> _What you need to do_
Copy out all of the data below with no alterations.

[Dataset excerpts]
########
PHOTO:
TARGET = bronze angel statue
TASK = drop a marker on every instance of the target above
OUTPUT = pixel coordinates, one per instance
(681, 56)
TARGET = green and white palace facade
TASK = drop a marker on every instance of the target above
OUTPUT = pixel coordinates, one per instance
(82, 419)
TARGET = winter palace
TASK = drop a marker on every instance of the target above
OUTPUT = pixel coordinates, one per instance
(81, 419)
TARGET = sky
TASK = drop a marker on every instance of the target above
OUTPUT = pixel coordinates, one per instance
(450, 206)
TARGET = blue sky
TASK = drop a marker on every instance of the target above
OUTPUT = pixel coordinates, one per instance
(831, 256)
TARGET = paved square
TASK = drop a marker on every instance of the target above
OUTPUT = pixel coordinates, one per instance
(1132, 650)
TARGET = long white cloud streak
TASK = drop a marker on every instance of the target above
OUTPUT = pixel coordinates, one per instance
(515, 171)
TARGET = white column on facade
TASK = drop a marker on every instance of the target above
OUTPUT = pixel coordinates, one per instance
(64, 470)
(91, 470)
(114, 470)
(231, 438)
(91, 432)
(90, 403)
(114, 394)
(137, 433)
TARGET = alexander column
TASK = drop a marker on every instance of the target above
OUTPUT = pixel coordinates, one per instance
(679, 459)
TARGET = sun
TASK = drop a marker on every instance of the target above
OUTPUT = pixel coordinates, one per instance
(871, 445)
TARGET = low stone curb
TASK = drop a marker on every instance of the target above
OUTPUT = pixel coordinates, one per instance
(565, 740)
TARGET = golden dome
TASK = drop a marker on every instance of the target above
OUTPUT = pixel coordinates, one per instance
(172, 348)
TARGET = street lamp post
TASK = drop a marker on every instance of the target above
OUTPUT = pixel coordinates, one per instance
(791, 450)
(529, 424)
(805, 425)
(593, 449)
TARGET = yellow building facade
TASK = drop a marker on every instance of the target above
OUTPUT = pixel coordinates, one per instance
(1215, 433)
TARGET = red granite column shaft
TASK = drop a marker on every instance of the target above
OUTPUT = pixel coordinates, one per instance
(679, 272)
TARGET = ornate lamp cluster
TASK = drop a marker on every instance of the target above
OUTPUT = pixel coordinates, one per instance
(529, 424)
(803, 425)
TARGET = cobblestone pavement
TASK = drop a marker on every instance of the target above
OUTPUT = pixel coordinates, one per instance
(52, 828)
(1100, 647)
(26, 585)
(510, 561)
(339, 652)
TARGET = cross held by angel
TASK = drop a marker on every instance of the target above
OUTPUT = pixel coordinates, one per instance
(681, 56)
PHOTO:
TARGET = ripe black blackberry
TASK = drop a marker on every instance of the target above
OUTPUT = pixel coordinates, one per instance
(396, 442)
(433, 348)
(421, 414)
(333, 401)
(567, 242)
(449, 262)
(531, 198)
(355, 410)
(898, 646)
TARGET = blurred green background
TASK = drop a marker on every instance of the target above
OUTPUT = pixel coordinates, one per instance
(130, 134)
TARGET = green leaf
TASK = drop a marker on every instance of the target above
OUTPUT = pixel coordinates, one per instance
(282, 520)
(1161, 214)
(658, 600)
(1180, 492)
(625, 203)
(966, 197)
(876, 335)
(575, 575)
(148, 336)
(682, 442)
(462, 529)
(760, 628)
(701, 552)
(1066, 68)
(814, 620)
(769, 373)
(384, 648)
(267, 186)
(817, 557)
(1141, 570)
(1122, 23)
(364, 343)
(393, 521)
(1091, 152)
########
> _Result of this task_
PHOTO:
TARGET = bronze angel statue
TASK = drop a marker on every instance of the target above
OUTPUT = pixel coordinates, one per instance
(681, 56)
TARGET = green and white palace facade
TASK = drop a marker on every instance of the target above
OUTPUT = pixel coordinates, one per instance
(82, 419)
TARGET = winter palace
TASK = drop a marker on every instance of the target above
OUTPUT = pixel coordinates, one per instance
(81, 419)
TARGET = sky
TASK = drop a marker on every instance of the target above
OUTPUT = pixel coordinates, one per instance
(450, 206)
TARGET = blue sky
TASK = drop a marker on every instance of the target above
OUTPUT = pixel coordinates, one per instance
(831, 256)
TARGET = paved square
TASK = drop a marker on every instance of the target above
OUTPUT = pixel coordinates, one per instance
(1132, 650)
TARGET = long white cloud streak
TASK = drop a marker on every instance of the target above
OUTPUT = pixel coordinates, one per instance
(515, 171)
TARGET = white column on facade
TASK = drop a marker on every instance of the target above
OUTPUT = pixel coordinates, one per instance
(64, 470)
(91, 470)
(114, 470)
(231, 438)
(91, 432)
(90, 403)
(114, 394)
(137, 433)
TARGET = alexander column
TASK = drop a marker on every instance of the target above
OUTPUT = pixel coordinates, one per instance
(679, 459)
TARGET = sun
TASK = drop a marker on every instance of the target above
OUTPUT = pixel coordinates, one per instance
(871, 445)
TARGET = low stone curb
TASK = drop a marker on every instance of the target above
OUTPUT = pixel coordinates, one per instance
(565, 740)
TARGET = golden dome
TASK = drop a marker on every instance of the target above
OUTPUT = pixel coordinates, one per instance
(172, 348)
TARGET = street lamp post
TASK = drop a marker on every instance of the target above
OUTPUT = pixel coordinates, one per instance
(791, 450)
(529, 424)
(805, 425)
(593, 449)
TARGET = yellow building facade
TASK = drop a marker on every instance of the target above
OUTPUT = pixel coordinates, one per instance
(1215, 433)
TARGET = red granite column shaft
TASK = drop a marker on every instance of the target above
OUTPUT = pixel coordinates, one per instance
(679, 272)
TARGET = ornate lamp cluster
TASK = drop a marker on every instance of the target above
OUTPUT = pixel coordinates, one per instance
(529, 424)
(803, 425)
TARGET = cobblestone pavement
TASK = drop a marker on every instance of the target above
OUTPUT = pixel coordinates, one per instance
(52, 828)
(1100, 647)
(26, 585)
(510, 561)
(339, 652)
TARGET = cross held by angel
TASK = drop a marker on every instance of the target above
OUTPUT = pixel coordinates, one per instance
(681, 56)
PHOTO:
TARGET = ripe black blackberry
TASK = drop a marker on every instance of the target above
OUTPUT = pixel coordinates, one per instance
(396, 442)
(433, 348)
(421, 414)
(333, 401)
(567, 242)
(449, 262)
(531, 198)
(355, 410)
(898, 646)
TARGET = blurred green background
TASK = drop a marker on every instance of the target above
OUTPUT = pixel coordinates, one per instance
(130, 134)
TARGET = green leaf
TASK = drop a marker on every instance of the target above
OUTPUT = pixel coordinates, one per instance
(282, 520)
(1161, 214)
(658, 600)
(1180, 492)
(625, 203)
(966, 197)
(876, 335)
(575, 575)
(148, 336)
(682, 442)
(462, 529)
(760, 628)
(701, 552)
(1066, 68)
(814, 620)
(769, 373)
(384, 648)
(267, 186)
(817, 557)
(1141, 570)
(1122, 23)
(364, 343)
(393, 521)
(1091, 152)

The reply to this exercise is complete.